#### The task:
Tally the lines of the material that contain the string "tower", treating uppercase and lowercase letters as distinct. Give only the resulting number.

#### Source material:
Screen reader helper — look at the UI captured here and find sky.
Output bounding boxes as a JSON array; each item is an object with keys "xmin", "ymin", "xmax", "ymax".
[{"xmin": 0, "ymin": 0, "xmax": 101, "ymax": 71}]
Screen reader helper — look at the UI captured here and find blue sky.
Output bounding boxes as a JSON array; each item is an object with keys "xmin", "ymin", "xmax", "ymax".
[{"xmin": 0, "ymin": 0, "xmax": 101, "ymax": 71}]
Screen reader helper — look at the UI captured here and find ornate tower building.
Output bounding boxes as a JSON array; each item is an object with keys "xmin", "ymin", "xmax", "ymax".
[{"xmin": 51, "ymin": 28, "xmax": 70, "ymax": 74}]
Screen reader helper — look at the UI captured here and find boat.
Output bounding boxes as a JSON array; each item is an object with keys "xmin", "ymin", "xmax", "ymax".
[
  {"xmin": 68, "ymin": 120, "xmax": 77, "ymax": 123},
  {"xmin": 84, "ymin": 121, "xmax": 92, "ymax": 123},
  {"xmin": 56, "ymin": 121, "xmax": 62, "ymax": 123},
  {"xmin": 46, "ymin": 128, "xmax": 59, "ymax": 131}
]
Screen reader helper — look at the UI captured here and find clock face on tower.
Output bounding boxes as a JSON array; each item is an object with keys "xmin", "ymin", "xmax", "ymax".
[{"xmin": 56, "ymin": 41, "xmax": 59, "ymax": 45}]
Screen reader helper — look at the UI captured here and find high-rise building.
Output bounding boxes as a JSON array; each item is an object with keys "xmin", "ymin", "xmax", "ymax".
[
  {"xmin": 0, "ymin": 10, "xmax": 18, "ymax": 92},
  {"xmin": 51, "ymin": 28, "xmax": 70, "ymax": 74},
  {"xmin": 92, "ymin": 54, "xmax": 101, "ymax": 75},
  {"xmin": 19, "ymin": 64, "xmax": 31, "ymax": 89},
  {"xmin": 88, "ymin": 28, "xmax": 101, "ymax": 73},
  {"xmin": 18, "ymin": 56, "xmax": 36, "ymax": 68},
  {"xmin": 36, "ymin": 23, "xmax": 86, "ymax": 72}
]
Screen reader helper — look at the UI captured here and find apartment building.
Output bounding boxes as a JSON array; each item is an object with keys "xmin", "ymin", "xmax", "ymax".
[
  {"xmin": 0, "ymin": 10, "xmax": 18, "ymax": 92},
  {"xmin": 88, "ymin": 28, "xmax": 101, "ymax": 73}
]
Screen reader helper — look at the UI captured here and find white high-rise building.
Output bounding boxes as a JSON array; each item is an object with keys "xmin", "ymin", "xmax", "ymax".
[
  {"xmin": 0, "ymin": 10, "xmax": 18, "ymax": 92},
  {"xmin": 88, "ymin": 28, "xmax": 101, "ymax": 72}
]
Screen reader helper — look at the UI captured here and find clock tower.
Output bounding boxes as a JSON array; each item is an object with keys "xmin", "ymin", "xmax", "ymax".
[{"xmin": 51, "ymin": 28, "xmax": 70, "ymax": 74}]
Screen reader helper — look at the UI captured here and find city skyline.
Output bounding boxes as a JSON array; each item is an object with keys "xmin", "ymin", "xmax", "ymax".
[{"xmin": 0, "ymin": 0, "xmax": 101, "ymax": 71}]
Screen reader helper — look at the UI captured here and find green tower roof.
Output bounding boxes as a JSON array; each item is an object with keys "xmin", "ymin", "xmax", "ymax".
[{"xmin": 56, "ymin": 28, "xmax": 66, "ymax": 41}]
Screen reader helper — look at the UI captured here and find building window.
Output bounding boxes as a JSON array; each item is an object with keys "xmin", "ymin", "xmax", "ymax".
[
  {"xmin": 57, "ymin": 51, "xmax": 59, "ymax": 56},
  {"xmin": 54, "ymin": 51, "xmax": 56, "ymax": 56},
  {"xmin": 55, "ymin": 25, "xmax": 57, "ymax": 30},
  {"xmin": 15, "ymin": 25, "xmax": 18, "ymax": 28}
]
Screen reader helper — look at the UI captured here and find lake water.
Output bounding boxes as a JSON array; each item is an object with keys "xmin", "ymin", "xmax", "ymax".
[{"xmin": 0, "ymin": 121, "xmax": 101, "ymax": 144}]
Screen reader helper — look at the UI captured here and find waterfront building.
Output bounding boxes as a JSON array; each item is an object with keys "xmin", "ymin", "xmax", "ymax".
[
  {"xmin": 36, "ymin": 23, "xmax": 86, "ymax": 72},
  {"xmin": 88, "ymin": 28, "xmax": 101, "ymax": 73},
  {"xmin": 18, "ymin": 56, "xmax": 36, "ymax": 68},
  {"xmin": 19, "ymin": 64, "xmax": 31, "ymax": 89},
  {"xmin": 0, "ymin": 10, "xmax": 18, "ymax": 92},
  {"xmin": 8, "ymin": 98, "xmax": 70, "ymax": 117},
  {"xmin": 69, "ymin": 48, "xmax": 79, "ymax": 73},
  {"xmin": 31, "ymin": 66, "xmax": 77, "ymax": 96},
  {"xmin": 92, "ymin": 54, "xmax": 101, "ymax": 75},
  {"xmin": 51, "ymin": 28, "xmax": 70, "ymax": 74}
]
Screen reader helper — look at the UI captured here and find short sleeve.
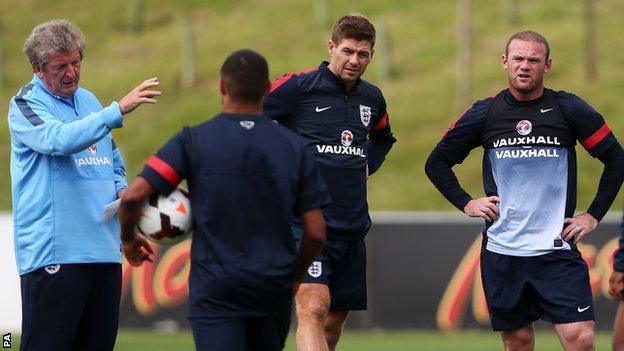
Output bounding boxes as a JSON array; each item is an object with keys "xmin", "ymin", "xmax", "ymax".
[{"xmin": 139, "ymin": 129, "xmax": 187, "ymax": 195}]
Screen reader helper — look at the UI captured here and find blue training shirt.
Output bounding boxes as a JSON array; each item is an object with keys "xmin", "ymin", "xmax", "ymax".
[
  {"xmin": 140, "ymin": 113, "xmax": 329, "ymax": 318},
  {"xmin": 437, "ymin": 89, "xmax": 617, "ymax": 256},
  {"xmin": 264, "ymin": 62, "xmax": 396, "ymax": 240},
  {"xmin": 8, "ymin": 76, "xmax": 127, "ymax": 275}
]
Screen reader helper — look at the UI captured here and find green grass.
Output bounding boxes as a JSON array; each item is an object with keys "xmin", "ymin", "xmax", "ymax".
[
  {"xmin": 6, "ymin": 329, "xmax": 611, "ymax": 351},
  {"xmin": 0, "ymin": 0, "xmax": 624, "ymax": 210}
]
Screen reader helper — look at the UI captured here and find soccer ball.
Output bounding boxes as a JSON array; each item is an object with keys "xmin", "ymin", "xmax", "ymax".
[{"xmin": 137, "ymin": 186, "xmax": 193, "ymax": 245}]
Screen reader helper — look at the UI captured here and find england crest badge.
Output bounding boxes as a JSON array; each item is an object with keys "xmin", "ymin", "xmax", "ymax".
[{"xmin": 360, "ymin": 105, "xmax": 372, "ymax": 127}]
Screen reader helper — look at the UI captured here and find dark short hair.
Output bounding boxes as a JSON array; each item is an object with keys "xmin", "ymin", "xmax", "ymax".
[
  {"xmin": 221, "ymin": 49, "xmax": 269, "ymax": 102},
  {"xmin": 505, "ymin": 30, "xmax": 550, "ymax": 60},
  {"xmin": 332, "ymin": 13, "xmax": 376, "ymax": 48}
]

#### Task result:
4